Point localization data

--- START ---

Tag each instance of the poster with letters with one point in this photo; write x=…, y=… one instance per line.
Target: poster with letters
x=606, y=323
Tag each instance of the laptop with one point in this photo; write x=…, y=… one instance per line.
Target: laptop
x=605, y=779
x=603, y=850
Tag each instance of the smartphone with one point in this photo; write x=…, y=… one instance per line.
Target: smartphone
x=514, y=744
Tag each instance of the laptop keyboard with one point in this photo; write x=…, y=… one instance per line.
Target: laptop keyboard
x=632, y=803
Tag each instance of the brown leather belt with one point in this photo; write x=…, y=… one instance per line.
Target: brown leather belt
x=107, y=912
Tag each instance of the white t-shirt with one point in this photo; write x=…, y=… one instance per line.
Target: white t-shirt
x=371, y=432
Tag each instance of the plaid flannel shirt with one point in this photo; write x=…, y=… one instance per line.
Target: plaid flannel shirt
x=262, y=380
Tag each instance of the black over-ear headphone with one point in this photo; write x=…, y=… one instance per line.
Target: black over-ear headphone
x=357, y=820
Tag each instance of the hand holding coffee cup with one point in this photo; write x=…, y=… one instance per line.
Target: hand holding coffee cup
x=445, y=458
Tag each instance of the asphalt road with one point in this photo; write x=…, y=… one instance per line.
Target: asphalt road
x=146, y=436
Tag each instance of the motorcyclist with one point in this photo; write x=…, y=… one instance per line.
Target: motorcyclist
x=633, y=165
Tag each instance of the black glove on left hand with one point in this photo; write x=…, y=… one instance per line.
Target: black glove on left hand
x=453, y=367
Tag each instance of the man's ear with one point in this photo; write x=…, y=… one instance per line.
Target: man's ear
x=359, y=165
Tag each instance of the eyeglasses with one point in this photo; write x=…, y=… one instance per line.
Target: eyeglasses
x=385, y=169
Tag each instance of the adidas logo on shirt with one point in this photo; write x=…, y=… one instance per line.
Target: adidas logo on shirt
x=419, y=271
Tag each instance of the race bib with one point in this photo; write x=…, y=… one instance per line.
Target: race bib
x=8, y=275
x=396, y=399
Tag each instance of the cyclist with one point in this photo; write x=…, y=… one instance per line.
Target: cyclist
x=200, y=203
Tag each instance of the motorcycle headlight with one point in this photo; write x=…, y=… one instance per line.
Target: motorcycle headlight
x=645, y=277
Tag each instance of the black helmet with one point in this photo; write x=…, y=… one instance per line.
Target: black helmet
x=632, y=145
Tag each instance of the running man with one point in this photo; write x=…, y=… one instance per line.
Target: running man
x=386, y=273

--- END ---

### [Your objective]
What this exercise asks for is an exact copy of all the records.

### [Task response]
Tag each instance of the poster with letters with one point in this photo; write x=…, y=… one instance per line.
Target: poster with letters
x=606, y=323
Tag each instance of the laptop with one point in this photo; write x=…, y=… one instance per line.
Target: laptop
x=605, y=779
x=603, y=850
Tag each instance of the smartphone with one point in this photo; write x=…, y=… one instance per line.
Target: smartphone
x=514, y=744
Tag each instance of the laptop keyboard with one point in this photo; write x=…, y=… one instance per line.
Target: laptop keyboard
x=632, y=803
Tag each instance of the brown leather belt with one point in this photo; write x=…, y=… one instance per line.
Target: brown leather belt
x=107, y=912
Tag each instance of the white t-shirt with one point in this photo; write x=…, y=… one instance per line.
Target: white t-shirt
x=371, y=432
Tag each instance of the plaid flannel shirt with one point in this photo; write x=…, y=… one instance per line.
Target: plaid flannel shirt
x=262, y=380
Tag each instance of the black over-ear headphone with one point in this photo; write x=…, y=… one instance per line.
Target: black over-ear headphone
x=357, y=820
Tag each instance of the hand holding coffee cup with one point in this photo; write x=…, y=… one instance per line.
Target: hand holding coffee cup
x=445, y=458
Tag each instance of the asphalt road with one point in this photo; write x=…, y=… one instance per line.
Target: asphalt road
x=146, y=436
Tag each instance of the motorcyclist with one point in this photo; write x=…, y=… one instance per line.
Target: motorcyclist
x=633, y=165
Tag each instance of the black glove on left hand with one point in this photo; write x=…, y=… one instance per line.
Target: black glove on left hand
x=453, y=367
Tag each instance of the man's ear with one point in this photo; write x=…, y=… one instance per line.
Target: man's ear
x=359, y=165
Tag each instance of the eyeglasses with one point in this photo; write x=…, y=… one instance per line.
Target: eyeglasses
x=385, y=169
Tag each instance of the adidas logo on shirt with one point in this photo; write x=…, y=… one instance per line.
Target: adidas logo on shirt
x=419, y=271
Tag each instance of the race bib with one point in this photo; write x=…, y=… one instance per line.
Target: race bib
x=8, y=275
x=396, y=399
Tag each instance of the cyclist with one point in this photo; write x=…, y=… one instance per line.
Target: cyclist
x=200, y=203
Tag each instance of the motorcycle headlight with one point in this photo; write x=…, y=… one instance per line.
Target: motorcycle headlight
x=645, y=277
Tag each instance of the black helmet with one point in this photo; write x=…, y=… one instance per line.
Target: black helmet
x=632, y=145
Tag each instance of the running man with one point in this photo; write x=…, y=… one instance per line.
Target: running man
x=386, y=273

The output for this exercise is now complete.